**TEXT PASSAGE**

-- -- --

Vol. 21 New Series October, 1959 No. 5

For a long time I have been very dubious of and dissatisfied with the above translation. It does not seem to be reasonable. Paul did not enlighten us as to what he means by the expression. Had he meant that the Scriptures should be rightly apportioned he could have used the term found in 1. Cor. 12:11, where the King James version reads "dividing to every man severally as he will." Here the Concordant Version reads: "apportioning to each his own." In verses 4, 5, and 6 of the same chapter we find a noun related to this verb, rendered in the King James as "diversities" or "differences," but rendered in the Concordant Version as "apportionments" (diaireseis). Rotherham uses the term "distributions."

The Greek word used in 2. Tim. 2:15 is orthotomeO, to which the Concordant Version gives the standards (or root meanings) ERECT-CUT. Orthos (as in orthodoxy) is given by the Lexicons the meanings of upright, erect, straight, direct, standing, tall, right, equitable, correct.

Which of these terms could we use in connection with the idea of cutting, or with the idea of "The Word of Truth"?

An explanation is given in the C.V. Concordance of the verb orthotomeO: "cut the sacrificial victims so as to leave the organs intact, to leave each vital division of truth by itself and for its own function." The translation is then given, "correctly partition." The explanation given is the same as was given by James MacKnight, D.D., in 1835 (see also Unsearchable Riches, June, 1915).

But it is perfectly clear that Paul is not in 2. Tim. 2:15 writing about sacrifices, although the verb he uses occurs in the Greek Old Testament in connection with sacrifices.

The expression "correctly partition" has always sounded to me abhorrent and out of place. A partition is a dividing frame or wall or boundary. The C. Version note says, "all truth has its appropriate place." and "We must not transfer the truth of one eon into another, nor of one economy into another." But unfortunately, I do not think anyone now living knows just how many eons or ages there are or will be, while there is still much uncertainty regarding the economies.

-- -- --

**GIVEN DATA**
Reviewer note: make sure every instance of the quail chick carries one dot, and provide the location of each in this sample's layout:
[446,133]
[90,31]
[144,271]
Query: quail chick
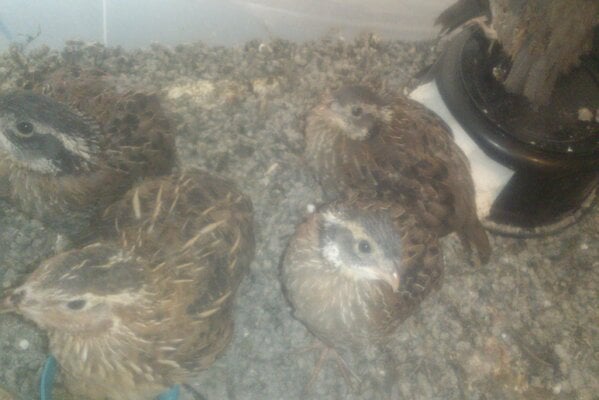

-- -- --

**PROMPT 1**
Pick out each line of the listing that contains the string "quail".
**PROMPT 2**
Write the next part of the passage on translating the Greek verb in 2 Tim. 2:15, beginning after its final sentence.

**RIGHT ANSWER 1**
Reviewer note: make sure every instance of the quail chick carries one dot, and provide the location of each in this sample's layout:
Query: quail chick

**RIGHT ANSWER 2**
There are certain considerations which so far I have never seen dealt with by any student. For example, if the statement in 2. Tim. 2:15 covers the whole of the New Testament writings, this would imply that this epistle was the final writing in the N.T. But how can anyone prove this to be true? Co1. 1:25 says that Paul had an administration of God, granted to him for the Colossians, to complete the Word of God. Yet Paul goes on to explain that this administration had to do with "the secret which has been concealed from the ages and from the generations," to wit, "Christ among you, the expectation of the glory." Thus, this completing of the Word of God had nothing to do with 2. Tim. 2:15. Paul neither says nor shews that Colossians was his final epistle, and in 2. Timothy, although he says that the period of his dissolution was near (4:6), he is by no means yet finished. If Paul did finish the Scriptures, he must have written epistles later than John wrote the Revelation, to which idea I could not object. But did Paul know that by that time all Peter's writings had been completed and given out? In a note on Co1. 1:25 the Concordant Version states that "This epistle was not by any means the last of the Greek Scriptures to be penned. The Unveiling of Jesus Christ and all of John's writings were written, we are told, long after ward. Paul completed or filled up the word of God in another sense" (just as I have stated it above).

Supposing that John's writings were very late, say after Paul's death, what right would Paul have had to cover them when he wrote 2. Timothy 2:15? In other words, why did Paul make the statement found in 2. Tim. 2:15, and not Peter, James or John? Paul was an extraordinarily sensitive man, and it would have been most unlike him to write some thing which virtually would have meant that believers ought to give most attention to his own writings, and not so much to those of these three apostles and Jude. At least, that is what "rightly dividing" has come to mean in our day. A fine example of Paul's great sensitiveness may be found in Romans 15:20. He would not build the Gospel on another man's foundation.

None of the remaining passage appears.